§ PROVIDED INFORMATION:
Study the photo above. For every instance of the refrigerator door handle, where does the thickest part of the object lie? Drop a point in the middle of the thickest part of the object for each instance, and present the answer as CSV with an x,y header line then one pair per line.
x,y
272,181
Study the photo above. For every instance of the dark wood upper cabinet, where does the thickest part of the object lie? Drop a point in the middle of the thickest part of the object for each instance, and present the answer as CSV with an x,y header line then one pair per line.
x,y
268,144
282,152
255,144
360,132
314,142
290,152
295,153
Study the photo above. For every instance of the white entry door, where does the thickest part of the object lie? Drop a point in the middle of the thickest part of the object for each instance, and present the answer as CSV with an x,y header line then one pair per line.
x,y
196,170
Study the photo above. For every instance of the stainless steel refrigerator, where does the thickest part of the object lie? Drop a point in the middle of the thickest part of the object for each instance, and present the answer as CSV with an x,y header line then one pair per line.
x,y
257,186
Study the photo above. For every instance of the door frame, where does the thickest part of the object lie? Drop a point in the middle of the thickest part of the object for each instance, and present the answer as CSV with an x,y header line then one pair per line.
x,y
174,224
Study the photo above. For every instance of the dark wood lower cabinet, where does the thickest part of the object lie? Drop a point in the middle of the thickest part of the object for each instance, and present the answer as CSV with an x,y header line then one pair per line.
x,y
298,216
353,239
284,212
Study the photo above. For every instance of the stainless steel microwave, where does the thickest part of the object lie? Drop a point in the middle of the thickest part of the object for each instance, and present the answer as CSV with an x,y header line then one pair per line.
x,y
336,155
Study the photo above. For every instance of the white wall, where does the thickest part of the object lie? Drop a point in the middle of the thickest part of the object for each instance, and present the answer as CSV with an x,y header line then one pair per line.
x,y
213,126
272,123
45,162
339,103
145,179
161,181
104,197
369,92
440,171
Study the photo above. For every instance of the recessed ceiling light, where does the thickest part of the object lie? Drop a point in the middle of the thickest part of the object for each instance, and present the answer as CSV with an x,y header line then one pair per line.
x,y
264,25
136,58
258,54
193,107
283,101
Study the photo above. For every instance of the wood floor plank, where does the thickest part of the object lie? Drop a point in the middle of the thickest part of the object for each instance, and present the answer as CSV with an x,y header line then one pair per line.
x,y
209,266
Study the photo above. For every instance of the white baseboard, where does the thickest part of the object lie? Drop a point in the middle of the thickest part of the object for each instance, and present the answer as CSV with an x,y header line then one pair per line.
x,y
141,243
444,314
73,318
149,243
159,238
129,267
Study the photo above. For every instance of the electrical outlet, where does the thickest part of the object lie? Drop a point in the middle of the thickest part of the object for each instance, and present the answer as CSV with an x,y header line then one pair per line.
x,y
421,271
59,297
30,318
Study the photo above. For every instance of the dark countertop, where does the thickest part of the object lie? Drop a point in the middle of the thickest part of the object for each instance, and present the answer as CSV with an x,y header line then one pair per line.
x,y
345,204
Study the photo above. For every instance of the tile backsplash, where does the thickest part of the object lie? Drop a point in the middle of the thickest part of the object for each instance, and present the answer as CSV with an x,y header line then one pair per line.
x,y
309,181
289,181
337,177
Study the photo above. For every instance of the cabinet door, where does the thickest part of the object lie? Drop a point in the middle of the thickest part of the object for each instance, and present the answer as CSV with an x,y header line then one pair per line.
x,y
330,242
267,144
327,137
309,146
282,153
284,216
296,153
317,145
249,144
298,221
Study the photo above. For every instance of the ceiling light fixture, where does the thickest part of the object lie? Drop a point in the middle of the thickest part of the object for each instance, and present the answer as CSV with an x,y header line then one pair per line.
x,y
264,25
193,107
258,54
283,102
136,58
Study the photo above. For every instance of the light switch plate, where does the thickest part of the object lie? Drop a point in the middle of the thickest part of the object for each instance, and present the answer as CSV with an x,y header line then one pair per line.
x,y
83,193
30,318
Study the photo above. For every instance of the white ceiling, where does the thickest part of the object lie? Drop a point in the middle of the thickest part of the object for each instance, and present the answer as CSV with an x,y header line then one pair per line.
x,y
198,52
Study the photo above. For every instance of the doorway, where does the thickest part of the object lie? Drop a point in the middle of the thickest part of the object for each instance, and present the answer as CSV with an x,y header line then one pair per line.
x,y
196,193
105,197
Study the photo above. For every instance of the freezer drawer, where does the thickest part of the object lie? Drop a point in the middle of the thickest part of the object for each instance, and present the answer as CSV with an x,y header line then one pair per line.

§ STATED GOAL: Every entry must be quoted exactly as it appears above.

§ WRITTEN SOLUTION:
Study the photo above. For every instance of the refrigerator door handle, where does the thickest part of the object lie? Drop a point in the middle of the thickest part of the object for each instance, and present the answer as CSV with an x,y header line then one pair per line.
x,y
272,181
Study the photo above. For every instance of the dark wood upper cabinet, where does the thickest part of the object lie? Drop a point in the middle of the thickest part of the object for each instance, and present the answer as CSV with an x,y header line then one pair per line.
x,y
268,144
282,152
255,144
360,132
314,142
290,152
295,153
Study the photo above. For every instance of the white entry door, where does the thickest part of the object lie? Drop a point in the middle of the thickest part of the object for each instance, and present the answer as CSV with an x,y header line then one pair per line.
x,y
196,170
Study the photo above. For every instance of the stainless steel refrigerator, where does the thickest part of the object lie? Drop a point in the middle of the thickest part of the object for each instance, and present the answer as CSV with an x,y header line then one pair per line.
x,y
257,186
Study the photo above. For every instance of the door frame, where does the thickest part of the object lie? Drop a point in the middle of the thickest part of the object for each instance, and present the answer as CSV with an x,y header line then one pair per line.
x,y
174,224
Study the photo above. For every instance of the dark wood lower cabinet, where does the thickest part of the object lie? Drop a point in the middle of the thickest part of the object for each instance, and present the answer as CSV with an x,y header line then one pair per line.
x,y
298,216
353,239
284,212
Study the photo above. For every instance of the stainless steel microwave, where does the thickest part of the object lie? Drop a point in the middle of the thickest part of the object for each instance, and present the answer as CSV with an x,y header line then one pair per line.
x,y
336,155
Study the photo above. For every instance of the white wall, where does the thickest part of the object lie? Drop a point in the middle of the thickest part of the object for each instance, and present the answer as CSV with an x,y header line then one pair per line.
x,y
213,126
272,123
45,162
339,103
145,179
161,181
104,197
369,92
440,171
Study the photo above. For every instance of the recessed ceiling light, where does the thickest part of the object lie? Drop a point in the middle of the thickest part of the object for each instance, and present the answer as CSV with an x,y header line then one pair per line.
x,y
264,25
136,58
258,54
193,107
283,101
Study the photo above. For every instance of the wood floor plank, where does the thickest part of the object lie? Drop a point in the middle of the thickest part of the object for each instance, and present the answer as CSV with an x,y header line then one pair per line.
x,y
209,266
Study the photo above. For every instance of the white baseboard, where does the thickest part of the object lie? Drop a point in the middle of the thickest part of the object for each instance, and present the answer as CSV with an x,y header line then one pair per line.
x,y
141,243
444,314
73,318
149,243
159,238
129,267
Study the photo above. For every instance of the electrical outlet, where does the thickest part of the object lie? Drop a point in the middle of the thickest part of the object for each instance, and present the answer as CSV with an x,y header line then one pair per line.
x,y
421,271
59,297
30,318
Study the photo above. For every instance of the dark countertop, where does the thickest part of the object lie? Drop a point in the middle of the thickest part of the object for each instance, and present the answer as CSV with an x,y header line then one pair per line.
x,y
345,204
Study the photo above. For every instance of the tile backsplash, where does the thickest part of the object lie? Drop a point in the middle of the thickest part of the object for each instance, and present the answer as CSV with an x,y header line then one pair per line.
x,y
309,181
289,181
337,177
Study the photo above. For every instance of the cabinet door, where does the thickest part of the object lie? Drop a point in the middle of the thickest part of the object for each instance, and present the answer as CSV with an x,y header line then one pair per line.
x,y
330,242
267,144
327,137
309,146
282,153
284,216
296,153
317,145
249,144
298,221
Study the photo above. For every instance of the ceiling light fixture, where does the thickest part of the object lie? Drop a point in the middle of the thickest part of the object for each instance, and present the answer as CSV with an x,y header line then one pair per line.
x,y
264,25
193,107
258,54
283,102
136,58
Study the photo above. For every instance of the light switch plate, where does the thickest part of the object lie? Drop a point in the middle of the thickest part of the object for each instance, and present the answer as CSV with an x,y header line then one pair per line.
x,y
83,193
30,318
Study the photo above. For every instance of the white ceiling, where does the thickest part of the object lie? Drop a point in the middle of the thickest part of the object for each instance, and present the answer as CSV with an x,y header line then one pair per line.
x,y
198,52
Study the photo above. For every instance of the doorway, where does the thickest part of the object lie? Drop a point in the middle of the thickest part of the object for each instance, and present the answer as CSV with an x,y header line then one pair per line.
x,y
196,193
105,197
Study the photo above. For every instance of the freezer drawer, where does the thickest part of the object lie? Drop a point in the middle of the thickest part of the object for each instance, and present the answer as CSV with an x,y header line then one pair per line.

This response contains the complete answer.